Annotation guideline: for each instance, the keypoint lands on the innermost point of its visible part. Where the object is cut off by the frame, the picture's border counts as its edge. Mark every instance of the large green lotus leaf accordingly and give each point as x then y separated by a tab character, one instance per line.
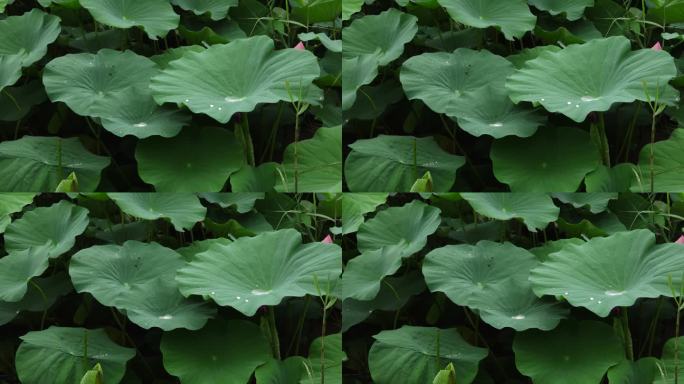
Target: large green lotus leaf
135	113
171	167
31	33
513	17
354	207
325	360
48	160
17	269
513	304
597	202
261	270
12	203
138	278
243	201
51	288
60	355
350	7
574	352
16	102
415	355
356	72
288	371
407	226
441	79
466	272
394	163
217	9
536	210
616	179
382	36
88	83
394	293
230	351
10	70
364	273
586	275
643	370
229	78
55	227
668	165
488	111
584	78
555	159
573	9
156	17
669	359
183	210
319	164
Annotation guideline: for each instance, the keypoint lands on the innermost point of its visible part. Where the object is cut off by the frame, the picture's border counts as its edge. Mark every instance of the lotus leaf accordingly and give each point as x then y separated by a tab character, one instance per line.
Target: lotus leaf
591	77
183	210
57	355
48	160
393	163
535	210
220	82
286	268
412	354
575	352
587	276
170	167
55	228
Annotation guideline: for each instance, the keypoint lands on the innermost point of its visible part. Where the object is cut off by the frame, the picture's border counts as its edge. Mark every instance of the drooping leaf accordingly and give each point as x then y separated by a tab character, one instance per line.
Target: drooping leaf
286	268
591	77
48	160
138	278
575	352
318	164
64	355
513	17
183	210
556	160
407	227
586	275
251	72
170	167
89	83
55	228
535	210
442	79
393	163
572	9
415	355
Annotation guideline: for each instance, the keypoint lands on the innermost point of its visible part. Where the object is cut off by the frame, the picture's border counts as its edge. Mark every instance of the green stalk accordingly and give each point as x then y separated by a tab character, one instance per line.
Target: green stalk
273	331
627	335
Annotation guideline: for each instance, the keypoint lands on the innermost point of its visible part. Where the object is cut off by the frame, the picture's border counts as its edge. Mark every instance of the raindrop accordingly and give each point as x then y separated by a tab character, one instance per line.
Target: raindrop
233	99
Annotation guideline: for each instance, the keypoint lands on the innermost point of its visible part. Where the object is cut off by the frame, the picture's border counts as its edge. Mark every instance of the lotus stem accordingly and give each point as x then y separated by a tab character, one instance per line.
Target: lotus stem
273	331
627	335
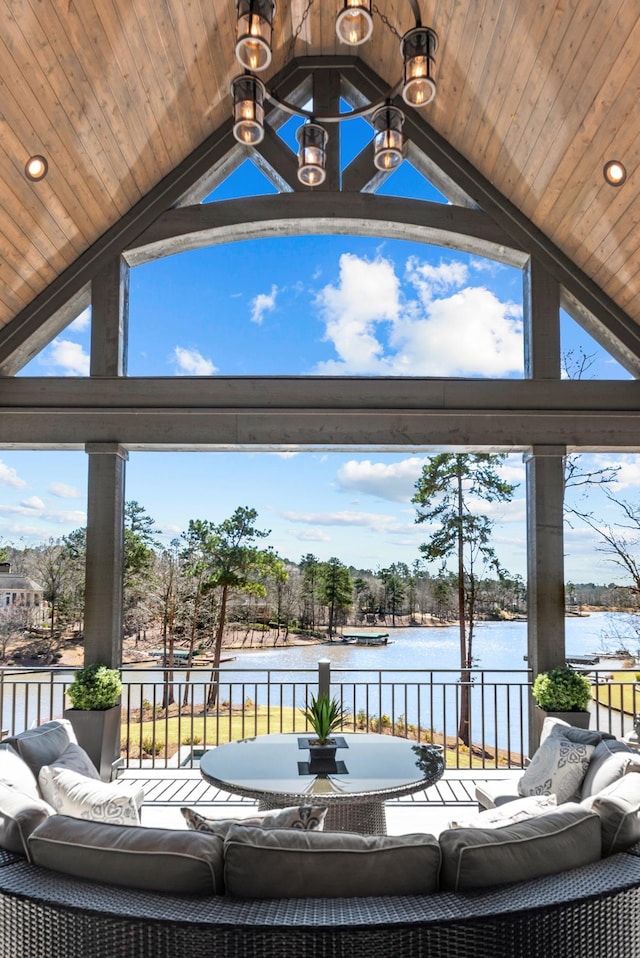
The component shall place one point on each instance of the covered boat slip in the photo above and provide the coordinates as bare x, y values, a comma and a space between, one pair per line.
366, 638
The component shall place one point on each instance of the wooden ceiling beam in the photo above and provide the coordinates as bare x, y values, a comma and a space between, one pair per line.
39, 322
597, 312
308, 212
171, 413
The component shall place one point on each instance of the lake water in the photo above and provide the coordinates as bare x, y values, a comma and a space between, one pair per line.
497, 645
499, 650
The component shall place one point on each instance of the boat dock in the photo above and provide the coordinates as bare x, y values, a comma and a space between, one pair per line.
366, 638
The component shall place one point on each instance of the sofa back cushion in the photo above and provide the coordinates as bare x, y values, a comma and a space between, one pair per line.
618, 806
288, 863
583, 736
72, 793
610, 761
303, 817
15, 773
76, 759
482, 857
19, 815
42, 745
558, 768
154, 859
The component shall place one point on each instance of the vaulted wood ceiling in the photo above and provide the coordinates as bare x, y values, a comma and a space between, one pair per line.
537, 96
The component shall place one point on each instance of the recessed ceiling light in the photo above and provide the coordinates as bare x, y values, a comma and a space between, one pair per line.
36, 168
614, 173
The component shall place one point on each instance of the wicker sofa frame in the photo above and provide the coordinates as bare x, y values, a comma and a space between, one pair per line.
590, 912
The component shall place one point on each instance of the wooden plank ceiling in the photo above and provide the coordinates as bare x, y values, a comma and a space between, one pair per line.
536, 95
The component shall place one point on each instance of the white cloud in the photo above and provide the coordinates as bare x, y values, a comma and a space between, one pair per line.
468, 333
263, 303
34, 502
629, 472
312, 535
372, 519
192, 363
367, 293
35, 507
393, 481
376, 332
10, 477
62, 491
81, 322
69, 357
431, 279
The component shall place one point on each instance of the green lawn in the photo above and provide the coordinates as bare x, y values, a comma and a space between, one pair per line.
163, 735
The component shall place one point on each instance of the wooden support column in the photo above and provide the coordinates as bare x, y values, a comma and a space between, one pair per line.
326, 101
110, 319
541, 303
106, 494
545, 563
105, 553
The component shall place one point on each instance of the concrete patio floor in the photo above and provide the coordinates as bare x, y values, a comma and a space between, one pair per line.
167, 790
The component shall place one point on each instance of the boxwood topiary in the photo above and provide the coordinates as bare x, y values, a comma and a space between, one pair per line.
95, 687
562, 690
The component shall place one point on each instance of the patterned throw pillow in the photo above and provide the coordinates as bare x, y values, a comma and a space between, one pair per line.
304, 818
520, 810
557, 768
72, 793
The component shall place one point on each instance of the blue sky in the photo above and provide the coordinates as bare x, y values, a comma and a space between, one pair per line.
326, 305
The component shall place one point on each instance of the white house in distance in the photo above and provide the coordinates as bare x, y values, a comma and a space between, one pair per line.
18, 590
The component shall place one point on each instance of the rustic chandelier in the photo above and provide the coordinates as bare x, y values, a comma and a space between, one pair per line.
354, 26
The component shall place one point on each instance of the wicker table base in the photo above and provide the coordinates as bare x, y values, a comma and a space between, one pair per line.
368, 818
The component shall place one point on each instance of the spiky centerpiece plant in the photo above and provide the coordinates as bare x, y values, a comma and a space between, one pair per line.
324, 715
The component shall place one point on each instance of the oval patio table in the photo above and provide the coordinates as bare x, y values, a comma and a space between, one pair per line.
367, 771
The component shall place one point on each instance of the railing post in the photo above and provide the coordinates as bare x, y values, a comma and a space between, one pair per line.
324, 677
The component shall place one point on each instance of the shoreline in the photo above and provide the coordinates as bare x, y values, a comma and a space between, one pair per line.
69, 652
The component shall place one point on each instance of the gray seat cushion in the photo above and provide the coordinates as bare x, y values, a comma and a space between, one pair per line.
20, 814
610, 761
618, 806
178, 862
44, 744
498, 791
15, 773
551, 843
288, 863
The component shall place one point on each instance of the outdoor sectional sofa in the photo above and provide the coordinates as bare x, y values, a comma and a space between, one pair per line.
586, 911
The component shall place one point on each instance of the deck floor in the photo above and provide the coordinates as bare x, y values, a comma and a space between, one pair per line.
167, 790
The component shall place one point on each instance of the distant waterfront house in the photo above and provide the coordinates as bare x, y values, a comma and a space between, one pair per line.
18, 590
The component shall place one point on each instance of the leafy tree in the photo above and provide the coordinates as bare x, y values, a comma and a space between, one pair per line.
51, 566
446, 493
394, 588
138, 565
74, 550
229, 560
310, 569
336, 590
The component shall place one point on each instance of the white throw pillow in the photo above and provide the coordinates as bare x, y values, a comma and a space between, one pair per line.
72, 793
519, 810
557, 768
303, 818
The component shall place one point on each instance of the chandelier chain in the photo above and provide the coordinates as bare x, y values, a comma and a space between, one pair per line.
298, 31
386, 21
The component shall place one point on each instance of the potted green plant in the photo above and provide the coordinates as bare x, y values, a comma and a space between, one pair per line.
324, 715
95, 714
562, 693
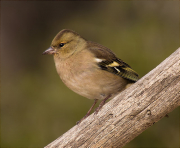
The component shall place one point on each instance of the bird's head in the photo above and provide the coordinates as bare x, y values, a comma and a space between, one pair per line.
65, 44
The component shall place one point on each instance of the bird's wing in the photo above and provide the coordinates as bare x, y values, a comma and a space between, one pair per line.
107, 61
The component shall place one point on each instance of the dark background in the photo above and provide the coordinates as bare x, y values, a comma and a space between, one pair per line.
36, 107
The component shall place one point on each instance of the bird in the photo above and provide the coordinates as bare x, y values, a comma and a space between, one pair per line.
89, 69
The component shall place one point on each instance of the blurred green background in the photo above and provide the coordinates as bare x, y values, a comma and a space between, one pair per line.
36, 107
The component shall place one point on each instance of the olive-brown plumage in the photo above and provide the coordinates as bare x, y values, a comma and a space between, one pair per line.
89, 68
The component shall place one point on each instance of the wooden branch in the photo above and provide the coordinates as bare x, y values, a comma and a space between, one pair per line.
130, 112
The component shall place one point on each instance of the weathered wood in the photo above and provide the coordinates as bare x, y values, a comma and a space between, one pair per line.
131, 112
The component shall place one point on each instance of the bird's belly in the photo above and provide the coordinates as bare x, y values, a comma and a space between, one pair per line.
92, 85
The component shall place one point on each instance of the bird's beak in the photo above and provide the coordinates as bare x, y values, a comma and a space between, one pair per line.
50, 50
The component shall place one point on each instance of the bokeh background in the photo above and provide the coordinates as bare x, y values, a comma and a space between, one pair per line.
36, 107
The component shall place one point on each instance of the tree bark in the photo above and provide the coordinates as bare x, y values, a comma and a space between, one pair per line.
131, 112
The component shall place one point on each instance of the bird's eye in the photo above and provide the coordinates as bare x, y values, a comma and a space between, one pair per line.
61, 45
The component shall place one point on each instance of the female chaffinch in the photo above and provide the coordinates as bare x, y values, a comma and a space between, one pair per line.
89, 68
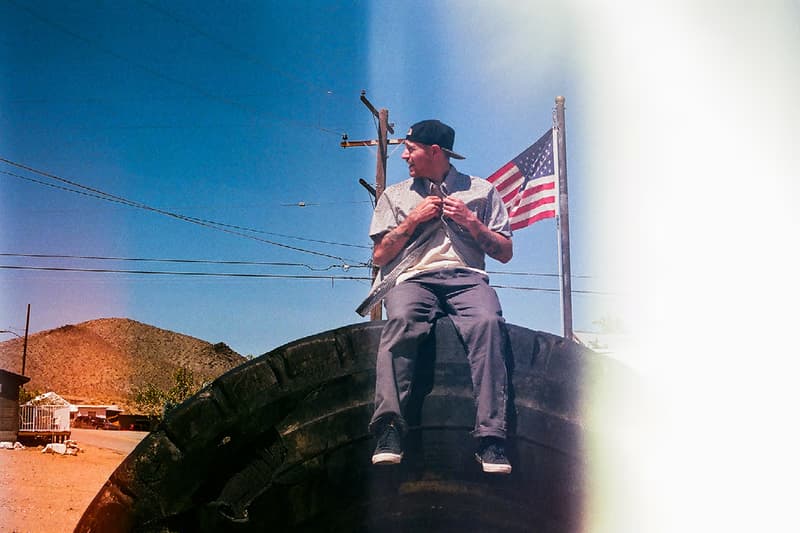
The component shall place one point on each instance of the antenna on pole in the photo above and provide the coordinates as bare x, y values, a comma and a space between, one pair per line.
563, 219
383, 142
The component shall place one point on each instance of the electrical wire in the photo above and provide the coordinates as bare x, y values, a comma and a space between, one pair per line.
179, 273
96, 193
179, 261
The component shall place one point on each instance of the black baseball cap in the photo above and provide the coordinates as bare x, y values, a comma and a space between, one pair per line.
434, 132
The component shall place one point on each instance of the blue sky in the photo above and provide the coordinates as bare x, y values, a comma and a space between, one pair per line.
681, 129
231, 115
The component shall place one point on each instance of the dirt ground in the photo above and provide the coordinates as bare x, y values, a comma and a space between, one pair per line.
45, 492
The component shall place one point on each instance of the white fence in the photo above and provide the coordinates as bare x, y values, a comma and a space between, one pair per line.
43, 418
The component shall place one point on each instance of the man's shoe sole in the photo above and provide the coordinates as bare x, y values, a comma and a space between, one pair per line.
387, 458
490, 468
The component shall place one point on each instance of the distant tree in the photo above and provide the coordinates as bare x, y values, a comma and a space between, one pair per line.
155, 402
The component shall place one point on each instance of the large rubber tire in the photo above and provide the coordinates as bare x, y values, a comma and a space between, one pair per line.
281, 444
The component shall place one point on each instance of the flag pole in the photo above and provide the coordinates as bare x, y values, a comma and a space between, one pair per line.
563, 220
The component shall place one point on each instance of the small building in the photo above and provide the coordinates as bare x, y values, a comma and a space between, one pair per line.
9, 404
45, 417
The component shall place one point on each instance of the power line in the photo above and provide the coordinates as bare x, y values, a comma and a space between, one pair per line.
179, 261
178, 273
96, 193
253, 276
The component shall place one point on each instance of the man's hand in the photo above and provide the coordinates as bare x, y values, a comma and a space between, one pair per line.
494, 244
456, 210
388, 245
430, 207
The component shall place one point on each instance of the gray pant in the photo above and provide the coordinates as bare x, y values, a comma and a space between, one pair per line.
412, 307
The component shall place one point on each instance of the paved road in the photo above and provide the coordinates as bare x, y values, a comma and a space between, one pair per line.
121, 441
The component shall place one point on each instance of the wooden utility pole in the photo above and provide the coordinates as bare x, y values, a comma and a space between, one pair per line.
384, 128
563, 219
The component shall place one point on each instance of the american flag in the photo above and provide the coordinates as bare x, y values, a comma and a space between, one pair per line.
527, 184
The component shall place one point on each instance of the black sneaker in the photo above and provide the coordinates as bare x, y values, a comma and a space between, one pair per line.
492, 456
389, 450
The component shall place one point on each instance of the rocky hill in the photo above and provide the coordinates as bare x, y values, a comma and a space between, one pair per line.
100, 361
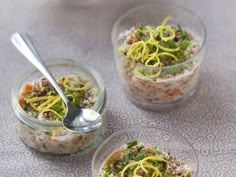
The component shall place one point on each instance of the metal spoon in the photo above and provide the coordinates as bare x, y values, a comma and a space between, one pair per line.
76, 119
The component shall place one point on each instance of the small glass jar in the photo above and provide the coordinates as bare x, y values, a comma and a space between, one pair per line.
51, 136
166, 90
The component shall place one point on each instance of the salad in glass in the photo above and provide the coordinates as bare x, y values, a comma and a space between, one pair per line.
135, 159
40, 110
158, 63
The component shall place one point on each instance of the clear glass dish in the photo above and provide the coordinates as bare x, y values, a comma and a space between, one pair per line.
163, 139
50, 136
166, 90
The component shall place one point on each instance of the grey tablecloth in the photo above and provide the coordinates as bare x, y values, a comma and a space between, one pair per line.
63, 29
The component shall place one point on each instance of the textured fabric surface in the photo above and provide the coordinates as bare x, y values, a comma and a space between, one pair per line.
63, 29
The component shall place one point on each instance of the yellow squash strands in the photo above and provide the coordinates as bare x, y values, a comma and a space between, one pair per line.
149, 51
146, 166
47, 102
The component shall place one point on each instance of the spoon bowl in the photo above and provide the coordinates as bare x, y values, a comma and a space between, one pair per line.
76, 119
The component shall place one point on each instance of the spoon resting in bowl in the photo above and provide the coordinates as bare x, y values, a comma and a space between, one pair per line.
76, 119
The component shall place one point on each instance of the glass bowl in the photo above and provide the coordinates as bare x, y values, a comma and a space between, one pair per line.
163, 139
50, 136
177, 82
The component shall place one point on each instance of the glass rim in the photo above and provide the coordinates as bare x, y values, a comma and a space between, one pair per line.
54, 62
170, 6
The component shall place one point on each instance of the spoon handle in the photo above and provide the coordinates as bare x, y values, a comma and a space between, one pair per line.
23, 43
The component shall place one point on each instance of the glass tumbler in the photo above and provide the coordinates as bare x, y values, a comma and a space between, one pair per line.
166, 90
50, 136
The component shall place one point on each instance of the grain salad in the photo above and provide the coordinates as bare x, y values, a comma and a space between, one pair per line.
156, 63
135, 159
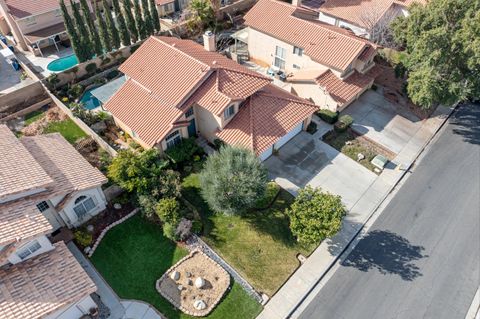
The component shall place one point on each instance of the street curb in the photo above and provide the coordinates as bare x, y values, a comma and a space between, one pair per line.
336, 258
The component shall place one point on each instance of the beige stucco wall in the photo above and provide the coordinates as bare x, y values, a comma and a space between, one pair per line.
262, 47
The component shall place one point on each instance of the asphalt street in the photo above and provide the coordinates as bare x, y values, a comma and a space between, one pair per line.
421, 257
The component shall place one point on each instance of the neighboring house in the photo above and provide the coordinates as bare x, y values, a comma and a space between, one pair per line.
45, 173
177, 89
360, 16
34, 25
39, 279
167, 7
325, 64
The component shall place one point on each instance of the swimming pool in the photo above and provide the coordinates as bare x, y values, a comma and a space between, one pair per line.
89, 101
62, 64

How to complete this task | Above are the records; from them, give again exactly the lines from the one containing "Target: lotus leaf" through the one containing "of the drooping", both included.

Response to the exercise |
Target: lotus leaf
591	77
183	210
57	355
48	160
393	163
535	210
220	82
286	268
412	354
575	352
587	276
170	167
55	228
Annotation guideline: for each instance, the keypoint lands on the innermost point of its visible part. Where the object is cut off by the frame, the picture's border counts as its edge. Mark every instance of the drooping leaf accordingly and give each point as x then y separated by a tab character, one instance per line.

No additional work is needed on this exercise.